**Required work**
Gather every line in the rows below that contains the string "microphone". Copy each such line unchanged, in the order it appears.

**Excerpted data**
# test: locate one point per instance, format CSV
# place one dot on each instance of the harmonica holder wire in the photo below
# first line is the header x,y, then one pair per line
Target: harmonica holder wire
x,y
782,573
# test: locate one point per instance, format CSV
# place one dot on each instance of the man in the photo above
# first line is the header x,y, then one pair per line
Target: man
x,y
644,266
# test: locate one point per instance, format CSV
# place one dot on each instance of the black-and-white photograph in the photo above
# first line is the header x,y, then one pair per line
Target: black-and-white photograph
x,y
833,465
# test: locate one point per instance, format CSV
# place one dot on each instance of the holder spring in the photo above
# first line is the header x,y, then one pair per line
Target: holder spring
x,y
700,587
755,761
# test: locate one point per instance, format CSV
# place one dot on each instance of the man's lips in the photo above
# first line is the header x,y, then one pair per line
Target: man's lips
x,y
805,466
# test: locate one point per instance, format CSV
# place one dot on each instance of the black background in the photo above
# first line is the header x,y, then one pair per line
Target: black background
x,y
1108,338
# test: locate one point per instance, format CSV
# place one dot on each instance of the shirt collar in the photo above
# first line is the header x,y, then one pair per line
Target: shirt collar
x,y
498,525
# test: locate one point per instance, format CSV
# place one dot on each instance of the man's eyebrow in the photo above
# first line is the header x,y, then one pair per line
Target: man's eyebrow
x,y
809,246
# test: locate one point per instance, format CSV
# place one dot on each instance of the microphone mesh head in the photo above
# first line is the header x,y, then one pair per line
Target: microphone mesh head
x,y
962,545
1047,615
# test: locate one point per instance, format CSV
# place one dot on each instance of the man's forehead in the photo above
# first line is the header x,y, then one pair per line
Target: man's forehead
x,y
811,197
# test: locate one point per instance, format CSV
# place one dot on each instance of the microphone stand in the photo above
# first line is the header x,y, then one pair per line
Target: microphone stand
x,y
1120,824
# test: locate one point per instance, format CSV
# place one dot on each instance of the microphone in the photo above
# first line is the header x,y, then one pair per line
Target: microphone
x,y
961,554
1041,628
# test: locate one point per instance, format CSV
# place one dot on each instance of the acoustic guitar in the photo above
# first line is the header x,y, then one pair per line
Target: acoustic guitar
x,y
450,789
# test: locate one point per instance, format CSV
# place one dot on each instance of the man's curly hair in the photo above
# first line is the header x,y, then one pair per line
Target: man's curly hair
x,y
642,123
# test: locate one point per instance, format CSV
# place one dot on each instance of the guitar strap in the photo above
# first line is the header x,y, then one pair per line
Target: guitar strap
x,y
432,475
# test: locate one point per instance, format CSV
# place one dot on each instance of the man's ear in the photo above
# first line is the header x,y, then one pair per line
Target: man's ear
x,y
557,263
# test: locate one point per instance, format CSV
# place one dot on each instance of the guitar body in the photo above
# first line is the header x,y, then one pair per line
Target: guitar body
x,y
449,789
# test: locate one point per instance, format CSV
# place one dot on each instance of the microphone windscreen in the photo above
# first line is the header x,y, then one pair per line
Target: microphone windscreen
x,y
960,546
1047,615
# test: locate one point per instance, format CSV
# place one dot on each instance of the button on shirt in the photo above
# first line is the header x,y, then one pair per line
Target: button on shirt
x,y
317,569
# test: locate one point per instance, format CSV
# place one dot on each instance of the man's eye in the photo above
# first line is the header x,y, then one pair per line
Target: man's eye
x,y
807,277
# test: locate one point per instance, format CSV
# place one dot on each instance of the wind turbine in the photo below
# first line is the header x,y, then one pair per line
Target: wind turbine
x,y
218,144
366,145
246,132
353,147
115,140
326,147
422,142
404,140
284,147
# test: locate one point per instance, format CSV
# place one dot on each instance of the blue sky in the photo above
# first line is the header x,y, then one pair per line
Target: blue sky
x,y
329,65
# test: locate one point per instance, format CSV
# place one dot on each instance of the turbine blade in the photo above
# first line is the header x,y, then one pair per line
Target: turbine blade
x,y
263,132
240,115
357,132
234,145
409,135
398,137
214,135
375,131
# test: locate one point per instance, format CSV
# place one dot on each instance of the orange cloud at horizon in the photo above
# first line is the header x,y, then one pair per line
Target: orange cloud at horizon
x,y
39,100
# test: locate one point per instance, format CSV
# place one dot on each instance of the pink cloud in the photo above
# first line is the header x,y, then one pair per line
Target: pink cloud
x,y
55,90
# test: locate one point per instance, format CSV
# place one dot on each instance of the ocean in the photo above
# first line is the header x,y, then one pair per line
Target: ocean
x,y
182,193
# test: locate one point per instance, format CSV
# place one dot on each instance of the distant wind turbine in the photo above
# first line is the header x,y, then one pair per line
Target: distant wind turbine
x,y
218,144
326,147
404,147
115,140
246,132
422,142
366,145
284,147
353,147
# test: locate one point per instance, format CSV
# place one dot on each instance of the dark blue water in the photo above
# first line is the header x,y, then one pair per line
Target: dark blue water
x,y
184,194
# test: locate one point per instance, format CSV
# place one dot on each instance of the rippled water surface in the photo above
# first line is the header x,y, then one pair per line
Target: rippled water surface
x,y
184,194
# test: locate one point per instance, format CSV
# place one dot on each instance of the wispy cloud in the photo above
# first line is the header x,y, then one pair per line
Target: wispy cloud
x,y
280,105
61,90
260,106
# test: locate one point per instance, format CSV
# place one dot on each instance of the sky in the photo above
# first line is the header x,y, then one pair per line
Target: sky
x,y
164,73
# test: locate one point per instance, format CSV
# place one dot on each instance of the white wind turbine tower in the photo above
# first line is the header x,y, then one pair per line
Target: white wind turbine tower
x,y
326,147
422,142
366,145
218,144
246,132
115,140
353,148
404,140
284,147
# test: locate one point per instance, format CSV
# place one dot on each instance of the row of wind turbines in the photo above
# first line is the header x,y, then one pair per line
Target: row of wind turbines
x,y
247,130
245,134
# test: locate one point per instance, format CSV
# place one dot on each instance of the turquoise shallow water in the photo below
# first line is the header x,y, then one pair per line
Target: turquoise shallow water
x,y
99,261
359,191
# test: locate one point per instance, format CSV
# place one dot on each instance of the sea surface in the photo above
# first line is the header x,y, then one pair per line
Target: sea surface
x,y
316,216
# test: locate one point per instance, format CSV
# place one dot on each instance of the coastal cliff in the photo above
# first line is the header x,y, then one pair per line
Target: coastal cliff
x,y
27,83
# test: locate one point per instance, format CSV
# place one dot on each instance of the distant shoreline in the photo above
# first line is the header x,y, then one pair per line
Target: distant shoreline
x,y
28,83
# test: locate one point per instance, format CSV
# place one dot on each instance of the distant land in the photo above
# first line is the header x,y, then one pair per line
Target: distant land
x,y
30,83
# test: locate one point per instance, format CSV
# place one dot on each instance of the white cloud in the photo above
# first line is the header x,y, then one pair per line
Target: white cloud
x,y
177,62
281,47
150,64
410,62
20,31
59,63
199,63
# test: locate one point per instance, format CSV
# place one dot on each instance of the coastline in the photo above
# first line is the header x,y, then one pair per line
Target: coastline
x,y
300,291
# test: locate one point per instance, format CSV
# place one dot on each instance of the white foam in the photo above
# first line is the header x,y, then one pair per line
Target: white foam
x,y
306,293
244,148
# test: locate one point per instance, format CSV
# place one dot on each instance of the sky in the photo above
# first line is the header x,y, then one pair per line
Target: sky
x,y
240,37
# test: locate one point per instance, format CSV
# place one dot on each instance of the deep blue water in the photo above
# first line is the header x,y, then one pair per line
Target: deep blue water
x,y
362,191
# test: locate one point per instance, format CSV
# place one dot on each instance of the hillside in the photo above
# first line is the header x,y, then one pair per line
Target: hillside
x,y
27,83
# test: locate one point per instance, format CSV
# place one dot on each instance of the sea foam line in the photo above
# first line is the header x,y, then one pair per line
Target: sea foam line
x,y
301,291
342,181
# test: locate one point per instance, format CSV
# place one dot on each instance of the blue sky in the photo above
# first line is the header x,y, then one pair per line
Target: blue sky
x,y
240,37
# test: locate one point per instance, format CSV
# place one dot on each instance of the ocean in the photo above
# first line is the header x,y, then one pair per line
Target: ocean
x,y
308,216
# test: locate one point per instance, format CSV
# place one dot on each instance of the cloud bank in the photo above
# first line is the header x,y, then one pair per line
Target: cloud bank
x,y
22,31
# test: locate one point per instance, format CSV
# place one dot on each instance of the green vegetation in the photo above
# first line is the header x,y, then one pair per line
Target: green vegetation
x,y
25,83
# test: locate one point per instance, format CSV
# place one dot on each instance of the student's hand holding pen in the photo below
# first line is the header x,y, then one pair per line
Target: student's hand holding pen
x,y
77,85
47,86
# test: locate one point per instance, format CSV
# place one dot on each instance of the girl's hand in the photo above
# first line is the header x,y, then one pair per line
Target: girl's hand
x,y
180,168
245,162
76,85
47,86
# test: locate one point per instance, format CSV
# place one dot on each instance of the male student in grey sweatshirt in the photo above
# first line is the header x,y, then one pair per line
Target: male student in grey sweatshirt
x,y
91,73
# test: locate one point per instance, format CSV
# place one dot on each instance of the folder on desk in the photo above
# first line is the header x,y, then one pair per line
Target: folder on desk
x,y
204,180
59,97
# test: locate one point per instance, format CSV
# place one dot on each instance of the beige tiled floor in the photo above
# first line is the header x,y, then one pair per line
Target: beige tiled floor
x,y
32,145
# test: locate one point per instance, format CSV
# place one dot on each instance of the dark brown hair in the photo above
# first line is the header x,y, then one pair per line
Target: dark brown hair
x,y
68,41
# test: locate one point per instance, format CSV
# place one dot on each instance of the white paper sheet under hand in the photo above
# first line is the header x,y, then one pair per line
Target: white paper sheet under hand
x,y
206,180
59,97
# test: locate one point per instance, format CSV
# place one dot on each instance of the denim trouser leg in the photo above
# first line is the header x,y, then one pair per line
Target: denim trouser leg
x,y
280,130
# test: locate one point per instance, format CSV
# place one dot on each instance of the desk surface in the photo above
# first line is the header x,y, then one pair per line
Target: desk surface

**Exercise result**
# place one dot on each instance of the microphone mesh head in the photo above
Target: microphone mesh head
# place one dot on each instance of the microphone stand in the photo above
Target: microphone stand
# place one dot on each instance of the microphone in the photo above
Target: microphone
# place one dot on each instance of the microphone windscreen in the photo above
Target: microphone windscreen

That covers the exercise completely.